* **Written instruction**: Lay out the material below as a numbered list, one entry per line and no blank lines. Include only the stretch that starts with the line containing "Spot the building" and runs through the line containing "[(259, 256)]", with both of those lines included.

######

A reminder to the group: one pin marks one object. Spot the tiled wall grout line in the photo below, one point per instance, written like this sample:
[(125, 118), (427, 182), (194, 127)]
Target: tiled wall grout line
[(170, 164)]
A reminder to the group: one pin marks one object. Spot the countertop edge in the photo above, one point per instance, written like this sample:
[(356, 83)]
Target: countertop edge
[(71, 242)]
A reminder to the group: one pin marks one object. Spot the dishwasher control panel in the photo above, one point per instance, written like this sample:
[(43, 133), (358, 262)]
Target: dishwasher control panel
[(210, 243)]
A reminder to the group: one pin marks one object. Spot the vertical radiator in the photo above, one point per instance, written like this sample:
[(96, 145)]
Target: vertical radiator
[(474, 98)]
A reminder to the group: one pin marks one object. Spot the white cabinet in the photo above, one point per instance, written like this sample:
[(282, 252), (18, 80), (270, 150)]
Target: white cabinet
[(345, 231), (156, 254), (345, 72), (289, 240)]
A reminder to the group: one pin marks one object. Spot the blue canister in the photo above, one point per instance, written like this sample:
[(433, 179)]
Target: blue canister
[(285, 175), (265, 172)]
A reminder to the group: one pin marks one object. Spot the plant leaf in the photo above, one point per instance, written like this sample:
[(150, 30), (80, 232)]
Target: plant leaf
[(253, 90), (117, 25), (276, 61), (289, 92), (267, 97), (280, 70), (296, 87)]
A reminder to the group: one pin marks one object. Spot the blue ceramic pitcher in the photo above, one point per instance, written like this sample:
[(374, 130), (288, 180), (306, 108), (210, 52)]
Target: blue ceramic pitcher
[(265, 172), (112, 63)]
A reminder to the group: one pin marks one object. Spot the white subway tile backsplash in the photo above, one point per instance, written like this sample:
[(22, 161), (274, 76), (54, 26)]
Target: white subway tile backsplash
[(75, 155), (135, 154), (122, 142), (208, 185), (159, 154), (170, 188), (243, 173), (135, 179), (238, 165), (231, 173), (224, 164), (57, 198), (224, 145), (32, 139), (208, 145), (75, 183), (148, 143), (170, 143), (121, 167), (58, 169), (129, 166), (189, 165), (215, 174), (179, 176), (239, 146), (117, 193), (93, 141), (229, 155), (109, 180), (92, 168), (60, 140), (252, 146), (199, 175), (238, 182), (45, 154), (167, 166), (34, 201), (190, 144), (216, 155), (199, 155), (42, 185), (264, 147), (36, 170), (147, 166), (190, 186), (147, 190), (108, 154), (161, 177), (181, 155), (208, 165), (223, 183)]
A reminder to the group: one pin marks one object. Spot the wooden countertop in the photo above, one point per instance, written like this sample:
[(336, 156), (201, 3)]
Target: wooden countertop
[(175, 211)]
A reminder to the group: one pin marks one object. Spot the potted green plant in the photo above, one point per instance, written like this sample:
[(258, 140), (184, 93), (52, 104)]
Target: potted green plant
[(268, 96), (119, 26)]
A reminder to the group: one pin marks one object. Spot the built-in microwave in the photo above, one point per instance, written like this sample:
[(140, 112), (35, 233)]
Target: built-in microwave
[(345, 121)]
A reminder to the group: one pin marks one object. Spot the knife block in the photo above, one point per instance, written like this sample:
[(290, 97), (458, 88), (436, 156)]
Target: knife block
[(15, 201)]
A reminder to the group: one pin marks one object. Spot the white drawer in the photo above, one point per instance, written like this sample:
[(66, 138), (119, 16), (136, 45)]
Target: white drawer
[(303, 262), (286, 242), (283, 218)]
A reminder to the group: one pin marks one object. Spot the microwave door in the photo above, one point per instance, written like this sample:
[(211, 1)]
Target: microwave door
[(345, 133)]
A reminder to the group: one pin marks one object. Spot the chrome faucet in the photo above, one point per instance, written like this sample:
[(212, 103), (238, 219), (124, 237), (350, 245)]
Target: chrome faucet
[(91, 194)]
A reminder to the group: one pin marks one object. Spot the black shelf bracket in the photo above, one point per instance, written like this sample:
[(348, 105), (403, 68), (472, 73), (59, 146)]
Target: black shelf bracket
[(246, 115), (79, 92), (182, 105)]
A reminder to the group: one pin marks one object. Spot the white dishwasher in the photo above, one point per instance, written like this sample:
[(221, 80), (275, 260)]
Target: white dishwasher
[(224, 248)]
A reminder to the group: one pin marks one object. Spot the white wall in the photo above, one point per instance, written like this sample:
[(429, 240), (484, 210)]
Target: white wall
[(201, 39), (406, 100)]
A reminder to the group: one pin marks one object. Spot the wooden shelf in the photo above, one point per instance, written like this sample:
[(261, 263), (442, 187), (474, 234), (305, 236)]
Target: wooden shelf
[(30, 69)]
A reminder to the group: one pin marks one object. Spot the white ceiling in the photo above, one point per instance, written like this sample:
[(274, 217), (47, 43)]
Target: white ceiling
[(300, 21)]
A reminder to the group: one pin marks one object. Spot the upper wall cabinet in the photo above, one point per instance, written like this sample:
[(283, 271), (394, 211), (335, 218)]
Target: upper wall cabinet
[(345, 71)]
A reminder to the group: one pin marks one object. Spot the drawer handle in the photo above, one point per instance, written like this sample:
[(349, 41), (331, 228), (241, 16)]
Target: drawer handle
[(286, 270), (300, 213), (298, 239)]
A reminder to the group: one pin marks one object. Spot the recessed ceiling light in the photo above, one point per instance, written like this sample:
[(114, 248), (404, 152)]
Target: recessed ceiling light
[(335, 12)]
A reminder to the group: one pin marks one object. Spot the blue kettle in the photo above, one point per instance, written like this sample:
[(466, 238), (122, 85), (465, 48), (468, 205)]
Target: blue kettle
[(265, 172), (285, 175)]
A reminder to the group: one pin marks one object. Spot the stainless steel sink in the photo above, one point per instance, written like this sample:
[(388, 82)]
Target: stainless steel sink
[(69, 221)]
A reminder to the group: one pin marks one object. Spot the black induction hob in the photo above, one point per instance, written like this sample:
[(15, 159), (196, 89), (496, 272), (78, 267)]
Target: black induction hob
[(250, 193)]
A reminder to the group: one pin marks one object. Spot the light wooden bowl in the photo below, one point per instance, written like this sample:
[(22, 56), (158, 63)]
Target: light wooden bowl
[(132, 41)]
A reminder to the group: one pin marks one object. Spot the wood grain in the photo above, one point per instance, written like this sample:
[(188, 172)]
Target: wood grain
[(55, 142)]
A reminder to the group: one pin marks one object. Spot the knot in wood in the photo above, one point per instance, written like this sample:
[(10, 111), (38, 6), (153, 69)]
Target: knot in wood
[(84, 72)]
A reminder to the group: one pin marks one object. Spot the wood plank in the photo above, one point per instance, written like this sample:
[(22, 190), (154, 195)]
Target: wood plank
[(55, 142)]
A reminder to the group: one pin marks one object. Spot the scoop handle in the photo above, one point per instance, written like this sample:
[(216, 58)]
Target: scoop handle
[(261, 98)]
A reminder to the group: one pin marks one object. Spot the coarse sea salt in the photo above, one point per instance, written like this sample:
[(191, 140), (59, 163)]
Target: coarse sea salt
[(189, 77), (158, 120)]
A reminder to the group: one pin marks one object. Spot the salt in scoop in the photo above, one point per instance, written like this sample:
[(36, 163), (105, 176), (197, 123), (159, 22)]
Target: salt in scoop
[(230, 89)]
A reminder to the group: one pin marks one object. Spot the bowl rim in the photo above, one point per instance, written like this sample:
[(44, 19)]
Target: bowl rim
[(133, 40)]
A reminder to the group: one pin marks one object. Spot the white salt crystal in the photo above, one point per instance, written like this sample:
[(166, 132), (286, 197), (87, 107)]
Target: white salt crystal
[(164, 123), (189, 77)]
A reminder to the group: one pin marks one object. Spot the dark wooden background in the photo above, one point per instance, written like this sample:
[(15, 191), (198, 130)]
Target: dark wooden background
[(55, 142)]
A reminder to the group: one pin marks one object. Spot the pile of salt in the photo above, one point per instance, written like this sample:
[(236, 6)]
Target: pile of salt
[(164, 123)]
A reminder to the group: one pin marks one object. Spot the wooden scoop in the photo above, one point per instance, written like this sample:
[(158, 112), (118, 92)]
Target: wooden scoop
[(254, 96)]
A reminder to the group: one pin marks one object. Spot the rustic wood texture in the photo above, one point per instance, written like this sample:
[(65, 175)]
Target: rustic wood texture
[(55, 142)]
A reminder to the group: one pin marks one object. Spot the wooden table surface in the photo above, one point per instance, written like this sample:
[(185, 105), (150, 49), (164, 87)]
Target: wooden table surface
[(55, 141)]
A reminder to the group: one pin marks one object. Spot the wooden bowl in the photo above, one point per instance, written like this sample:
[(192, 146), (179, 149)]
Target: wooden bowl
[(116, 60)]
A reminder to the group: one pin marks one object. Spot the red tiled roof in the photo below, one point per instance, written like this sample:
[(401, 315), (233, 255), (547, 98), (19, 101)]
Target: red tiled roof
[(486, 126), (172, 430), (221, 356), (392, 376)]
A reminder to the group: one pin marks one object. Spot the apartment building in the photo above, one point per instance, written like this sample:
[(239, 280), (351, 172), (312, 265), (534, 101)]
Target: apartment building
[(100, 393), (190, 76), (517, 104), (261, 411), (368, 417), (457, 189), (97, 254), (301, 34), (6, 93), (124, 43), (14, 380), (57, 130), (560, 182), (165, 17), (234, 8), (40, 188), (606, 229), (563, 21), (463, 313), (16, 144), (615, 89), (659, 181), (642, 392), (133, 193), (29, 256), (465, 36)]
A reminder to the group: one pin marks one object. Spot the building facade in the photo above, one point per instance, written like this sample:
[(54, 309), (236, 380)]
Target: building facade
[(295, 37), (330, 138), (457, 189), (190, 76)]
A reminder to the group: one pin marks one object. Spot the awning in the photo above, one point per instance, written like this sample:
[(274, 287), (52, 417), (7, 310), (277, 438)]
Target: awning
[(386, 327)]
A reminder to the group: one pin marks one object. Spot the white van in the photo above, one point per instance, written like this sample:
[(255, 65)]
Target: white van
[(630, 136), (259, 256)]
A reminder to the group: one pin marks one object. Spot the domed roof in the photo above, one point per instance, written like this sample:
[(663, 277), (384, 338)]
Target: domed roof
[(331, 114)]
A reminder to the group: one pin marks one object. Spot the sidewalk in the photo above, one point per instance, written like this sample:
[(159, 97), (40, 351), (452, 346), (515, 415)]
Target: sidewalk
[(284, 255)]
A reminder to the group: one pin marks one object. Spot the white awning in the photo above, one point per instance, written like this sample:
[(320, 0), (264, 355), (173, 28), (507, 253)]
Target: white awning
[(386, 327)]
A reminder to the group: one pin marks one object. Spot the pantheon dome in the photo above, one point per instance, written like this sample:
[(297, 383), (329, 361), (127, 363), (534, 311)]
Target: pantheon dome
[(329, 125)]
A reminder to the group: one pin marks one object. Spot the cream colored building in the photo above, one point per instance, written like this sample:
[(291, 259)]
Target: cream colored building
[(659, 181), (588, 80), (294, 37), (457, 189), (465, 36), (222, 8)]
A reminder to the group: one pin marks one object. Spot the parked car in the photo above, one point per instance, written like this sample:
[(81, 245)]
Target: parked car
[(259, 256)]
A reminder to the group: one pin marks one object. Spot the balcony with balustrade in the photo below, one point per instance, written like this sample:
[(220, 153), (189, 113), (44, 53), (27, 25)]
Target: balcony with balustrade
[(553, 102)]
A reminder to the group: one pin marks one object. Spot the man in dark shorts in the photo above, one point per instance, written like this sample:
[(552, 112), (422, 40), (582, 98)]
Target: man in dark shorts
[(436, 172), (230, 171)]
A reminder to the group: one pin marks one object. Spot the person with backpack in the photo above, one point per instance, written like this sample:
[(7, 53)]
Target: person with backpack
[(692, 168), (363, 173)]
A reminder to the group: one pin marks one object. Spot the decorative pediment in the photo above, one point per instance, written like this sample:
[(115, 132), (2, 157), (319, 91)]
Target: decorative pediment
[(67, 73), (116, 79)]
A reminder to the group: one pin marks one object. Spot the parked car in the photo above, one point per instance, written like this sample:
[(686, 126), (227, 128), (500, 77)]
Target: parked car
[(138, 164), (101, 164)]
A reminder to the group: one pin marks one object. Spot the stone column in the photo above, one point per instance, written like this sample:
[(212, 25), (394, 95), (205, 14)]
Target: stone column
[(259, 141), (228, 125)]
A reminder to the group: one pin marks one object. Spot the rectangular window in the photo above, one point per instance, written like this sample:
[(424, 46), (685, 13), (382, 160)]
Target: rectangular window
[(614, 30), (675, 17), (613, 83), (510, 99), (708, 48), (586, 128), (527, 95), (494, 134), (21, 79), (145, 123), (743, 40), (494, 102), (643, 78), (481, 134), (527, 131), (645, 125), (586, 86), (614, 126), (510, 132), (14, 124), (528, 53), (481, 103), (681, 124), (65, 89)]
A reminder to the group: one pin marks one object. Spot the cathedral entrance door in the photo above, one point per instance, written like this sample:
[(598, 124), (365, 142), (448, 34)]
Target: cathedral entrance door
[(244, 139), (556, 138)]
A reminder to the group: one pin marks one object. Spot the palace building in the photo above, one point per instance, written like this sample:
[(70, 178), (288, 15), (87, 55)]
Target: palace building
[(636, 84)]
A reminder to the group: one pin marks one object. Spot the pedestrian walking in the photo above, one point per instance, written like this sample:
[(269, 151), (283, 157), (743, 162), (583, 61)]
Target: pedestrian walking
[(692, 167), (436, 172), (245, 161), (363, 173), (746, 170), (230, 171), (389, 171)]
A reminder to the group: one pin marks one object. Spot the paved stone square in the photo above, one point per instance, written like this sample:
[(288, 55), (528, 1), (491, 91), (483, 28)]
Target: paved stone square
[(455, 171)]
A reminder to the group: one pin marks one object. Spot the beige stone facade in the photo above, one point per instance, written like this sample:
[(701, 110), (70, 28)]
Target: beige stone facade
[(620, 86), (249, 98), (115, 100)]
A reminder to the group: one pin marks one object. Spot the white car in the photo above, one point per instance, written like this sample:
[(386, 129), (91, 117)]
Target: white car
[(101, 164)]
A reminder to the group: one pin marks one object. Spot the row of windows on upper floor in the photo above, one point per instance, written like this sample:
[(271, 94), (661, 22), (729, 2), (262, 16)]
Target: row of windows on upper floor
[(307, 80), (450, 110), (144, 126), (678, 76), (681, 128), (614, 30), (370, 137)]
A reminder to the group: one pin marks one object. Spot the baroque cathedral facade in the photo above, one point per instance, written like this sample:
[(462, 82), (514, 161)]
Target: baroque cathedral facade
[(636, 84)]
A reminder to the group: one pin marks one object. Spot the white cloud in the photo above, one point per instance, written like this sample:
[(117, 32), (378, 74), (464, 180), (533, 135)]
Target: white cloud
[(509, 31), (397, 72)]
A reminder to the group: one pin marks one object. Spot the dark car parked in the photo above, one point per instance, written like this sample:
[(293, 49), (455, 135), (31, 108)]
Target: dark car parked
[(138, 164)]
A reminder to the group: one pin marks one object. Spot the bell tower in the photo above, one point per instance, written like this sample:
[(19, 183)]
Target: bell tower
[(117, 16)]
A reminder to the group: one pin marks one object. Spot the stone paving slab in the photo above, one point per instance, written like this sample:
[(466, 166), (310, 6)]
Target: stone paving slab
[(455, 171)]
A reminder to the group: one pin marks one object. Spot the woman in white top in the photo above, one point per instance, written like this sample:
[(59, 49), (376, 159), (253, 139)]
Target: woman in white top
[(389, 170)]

######

* **Exercise answer**:
1. A reminder to the group: one pin marks one object. Spot the building facade in the photo above, one point per instance, written like this sample:
2. [(54, 309), (236, 380)]
3. Target: building facade
4. [(295, 37), (330, 138), (457, 189), (190, 76)]
5. A reminder to the group: one pin marks one object. Spot the awning in the photo above, one point per instance, written like this sample:
6. [(274, 287), (52, 417), (7, 310), (277, 438)]
7. Target: awning
8. [(386, 327)]
9. A reminder to the group: one pin marks one object. Spot the white van in the photo above, one point per instance, written like this sample:
10. [(255, 65)]
11. Target: white van
12. [(630, 136), (259, 256)]
13. A reminder to the group: one pin marks one object. Spot the domed roof in the photo above, one point per instance, written like this sample:
14. [(663, 277), (384, 338)]
15. Target: domed roof
16. [(331, 114)]
17. A reminder to the group: one pin marks one object. Spot the sidewalk in the photo above, one point per instance, written like this sample:
18. [(159, 97), (40, 351), (452, 346), (515, 415)]
19. Target: sidewalk
20. [(284, 255)]
21. A reminder to the group: one pin marks one object. Spot the white awning in the photo above, one point per instance, written like this sample:
22. [(320, 0), (264, 355), (173, 28), (507, 253)]
23. Target: white awning
24. [(386, 327)]
25. A reminder to the group: one pin marks one object. Spot the pantheon dome in the photo above, one point per instance, written like this sample:
26. [(297, 383), (329, 361), (127, 363), (534, 311)]
27. Target: pantheon dome
28. [(329, 125)]
29. A reminder to the group: one pin marks one object. Spot the cream colored building in the photo above, one point per instance, written like this sample:
30. [(291, 259)]
31. Target: cream colored building
32. [(659, 181), (588, 80), (294, 37), (457, 189), (465, 36), (222, 8)]
33. A reminder to the group: one pin marks one object. Spot the parked car in the photo above, one point per instance, written like this sample:
34. [(81, 245)]
35. Target: parked car
36. [(259, 256)]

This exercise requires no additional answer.